RECORDS SHOWN:
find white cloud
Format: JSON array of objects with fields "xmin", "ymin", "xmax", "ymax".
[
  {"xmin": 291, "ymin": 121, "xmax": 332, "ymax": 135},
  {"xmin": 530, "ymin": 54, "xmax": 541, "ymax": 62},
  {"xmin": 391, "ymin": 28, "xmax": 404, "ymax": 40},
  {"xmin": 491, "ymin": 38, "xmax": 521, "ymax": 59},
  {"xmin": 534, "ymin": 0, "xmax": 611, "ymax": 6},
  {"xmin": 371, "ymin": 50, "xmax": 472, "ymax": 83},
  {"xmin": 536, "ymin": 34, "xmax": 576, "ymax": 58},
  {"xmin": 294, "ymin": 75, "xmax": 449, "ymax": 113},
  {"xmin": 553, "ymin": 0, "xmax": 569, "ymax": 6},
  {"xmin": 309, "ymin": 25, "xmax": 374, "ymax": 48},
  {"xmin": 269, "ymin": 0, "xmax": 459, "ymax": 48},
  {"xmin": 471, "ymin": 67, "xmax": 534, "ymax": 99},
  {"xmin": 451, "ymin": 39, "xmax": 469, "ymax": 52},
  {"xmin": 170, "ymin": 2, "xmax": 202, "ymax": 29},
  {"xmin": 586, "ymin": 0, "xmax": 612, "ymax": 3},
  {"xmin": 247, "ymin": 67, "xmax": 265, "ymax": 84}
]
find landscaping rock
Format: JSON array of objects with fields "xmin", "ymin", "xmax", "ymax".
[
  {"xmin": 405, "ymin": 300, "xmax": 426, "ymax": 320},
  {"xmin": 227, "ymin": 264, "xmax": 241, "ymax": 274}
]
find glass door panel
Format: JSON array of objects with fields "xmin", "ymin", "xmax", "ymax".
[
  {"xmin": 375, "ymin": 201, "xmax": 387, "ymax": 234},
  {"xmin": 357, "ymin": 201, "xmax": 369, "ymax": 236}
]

WORK TASK: Each record above needs to be transcribed word for word.

RESPONSE FOR THIS EXERCISE:
find white cloud
Format: JSON array of objects with fields "xmin", "ymin", "xmax", "ymax".
[
  {"xmin": 291, "ymin": 121, "xmax": 332, "ymax": 135},
  {"xmin": 530, "ymin": 54, "xmax": 541, "ymax": 62},
  {"xmin": 391, "ymin": 28, "xmax": 404, "ymax": 40},
  {"xmin": 491, "ymin": 38, "xmax": 521, "ymax": 59},
  {"xmin": 534, "ymin": 0, "xmax": 611, "ymax": 6},
  {"xmin": 371, "ymin": 50, "xmax": 472, "ymax": 83},
  {"xmin": 536, "ymin": 34, "xmax": 576, "ymax": 58},
  {"xmin": 294, "ymin": 75, "xmax": 449, "ymax": 113},
  {"xmin": 553, "ymin": 0, "xmax": 569, "ymax": 6},
  {"xmin": 309, "ymin": 25, "xmax": 374, "ymax": 48},
  {"xmin": 269, "ymin": 0, "xmax": 459, "ymax": 48},
  {"xmin": 471, "ymin": 67, "xmax": 534, "ymax": 99},
  {"xmin": 451, "ymin": 39, "xmax": 469, "ymax": 52},
  {"xmin": 170, "ymin": 2, "xmax": 202, "ymax": 29},
  {"xmin": 586, "ymin": 0, "xmax": 612, "ymax": 3},
  {"xmin": 247, "ymin": 67, "xmax": 265, "ymax": 84}
]
find landscaping rock
Format: JSON array of objects with fields "xmin", "ymin", "xmax", "ymax".
[
  {"xmin": 405, "ymin": 300, "xmax": 426, "ymax": 320},
  {"xmin": 227, "ymin": 264, "xmax": 241, "ymax": 274}
]
find glass door panel
Format: JSON array of objects with fields "xmin", "ymin", "xmax", "ymax".
[
  {"xmin": 375, "ymin": 201, "xmax": 387, "ymax": 234},
  {"xmin": 357, "ymin": 201, "xmax": 369, "ymax": 236}
]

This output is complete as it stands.